WORKING DATA:
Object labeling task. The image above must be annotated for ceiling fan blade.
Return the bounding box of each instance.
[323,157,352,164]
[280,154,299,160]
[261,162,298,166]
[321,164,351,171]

THE TASK:
Repeat the listing in full so that each line matches exactly.

TASK OUTPUT:
Object labeling task. The image above must be annotated for ceiling fan blade.
Return the bounding box of each instance.
[323,157,352,164]
[280,154,299,160]
[261,162,298,166]
[321,164,351,171]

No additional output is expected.